**Text passage**
OAKLAND, CALIFORNIA – A historic fight over whether Oakland can reform its own police force began in earnest Thursday when civil rights attorneys asked a federal judge to take the unprecedented step of appointing a receiver to assure the changes are made.
The attorneys said a broken culture in the department had turned a decade-long reform effort into a “chronic failure,” endangering citizens – especially minorities – and costing the city tens of millions of dollars to settle police abuse lawsuits.
The lawyers represented more than 100 people who sued the city after four officers, who called themselves the Riders, were accused in 2000 of imposing vigilante justice in West Oakland. In a resulting settlement, Oakland had to implement a raft of reforms – which remain incomplete.
“A receiver is now required to do what city and (Oakland Police Department) officials have refused to do,” wrote John Burris, James Chanin and Julie Houk, in a 57-page motion to U.S. District Judge Thelton Henderson.
“There can be little doubt that further extensions will result in more constitutional violations,” they wrote, “and cause injuries, and even death, to innocent human beings, including members of the OPD.”
Oakland officials, who have spent recent months trying to head off the prospect of federal intervention, disagreed sharply on Thursday. They said finishing the reforms was a top priority for the department, and full compliance was on the horizon.
“I think we have made significant progress,” Police Chief Howard Jordan, who assumed command last October after 23 years in the department, said in an interview. “I think we’re a much better department than we were 10 years ago.”
Jordan noted that the department has been a pioneer in some ways, such as requiring officers to record their actions on chest-mounted cameras and accepting anonymous complaints about officers to the internal affairs division.
Court-appointed receivers have run school districts, and Judge Henderson in 2005 appointed one to oversee medical care in California prisons. But no police department in the nation has ever answered to a receiver, and it is unclear exactly how such a move would play out.
Burris said in an interview that he wanted the receiver to drive home the reforms but not deploy officers to robberies and murder scenes.
Still, he said a receiver’s job in ensuring change “could have a wide-reaching impact that could stretch to other areas. We want the receiver to have the authority to determine, if necessary, the command staff of the department, including the chief.”

**Activity 1**
Decide whether each statement agrees with the Oakland police article, answering yes or no and quoting the deciding words: (a) The lawsuit followed 2000 accusations against four officers known as the Riders. (b) The attorneys' motion to Judge Henderson ran 75 pages. (c) At least one police department in the nation has previously answered to a receiver.
**Activity 2**
Repeat verbatim the part of the Oakland police article that opens with the words containing "The attorneys said" and closes with "police abuse lawsuits.".
Rely only on the Oakland police article when answering.

**Source data**
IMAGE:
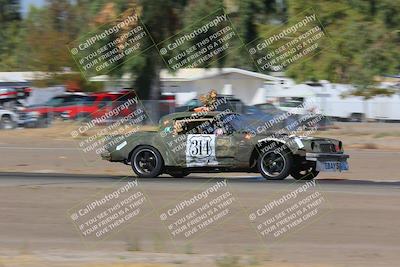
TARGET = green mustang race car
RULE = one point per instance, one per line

* * *

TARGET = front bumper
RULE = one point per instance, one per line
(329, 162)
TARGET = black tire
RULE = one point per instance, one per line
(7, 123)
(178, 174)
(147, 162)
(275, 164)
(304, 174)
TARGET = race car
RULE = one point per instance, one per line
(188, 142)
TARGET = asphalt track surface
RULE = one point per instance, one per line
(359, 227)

* * *

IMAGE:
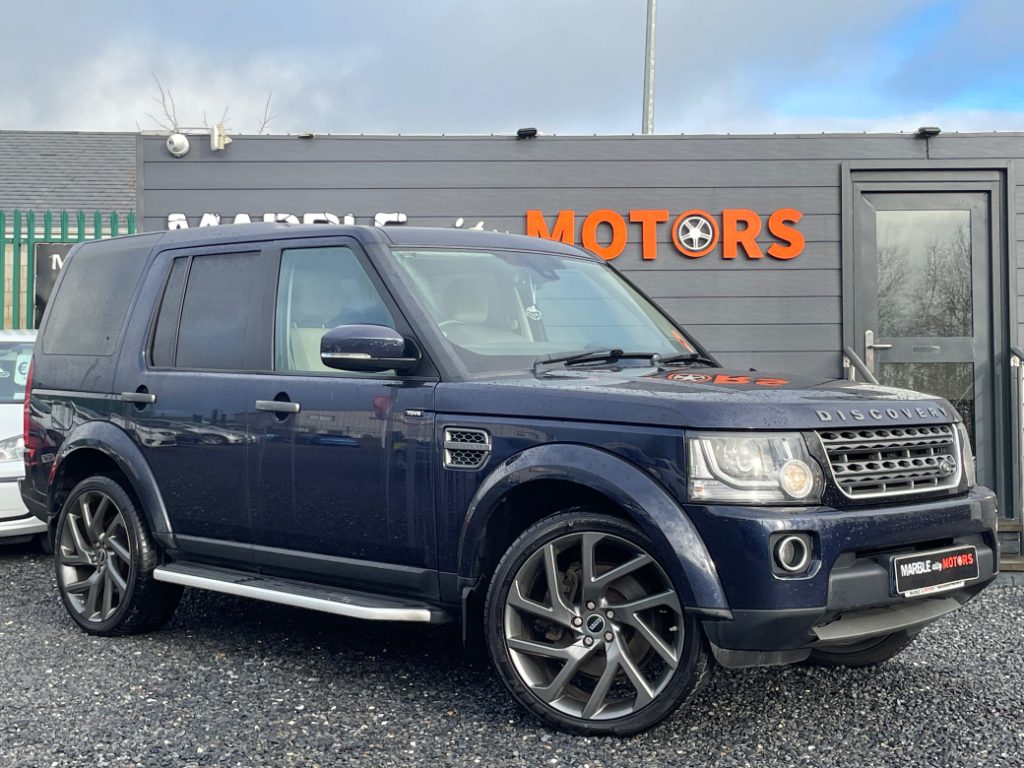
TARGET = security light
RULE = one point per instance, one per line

**Written answer 1**
(a) Yes: "four officers, who called themselves the Riders, were accused in 2000 of imposing vigilante justice in West Oakland"
(b) No: "in a 57-page motion to U.S. District Judge Thelton Henderson"
(c) No: "no police department in the nation has ever answered to a receiver"

**Written answer 2**
The attorneys said a broken culture in the department had turned a decade-long reform effort into a “chronic failure,” endangering citizens – especially minorities – and costing the city tens of millions of dollars to settle police abuse lawsuits.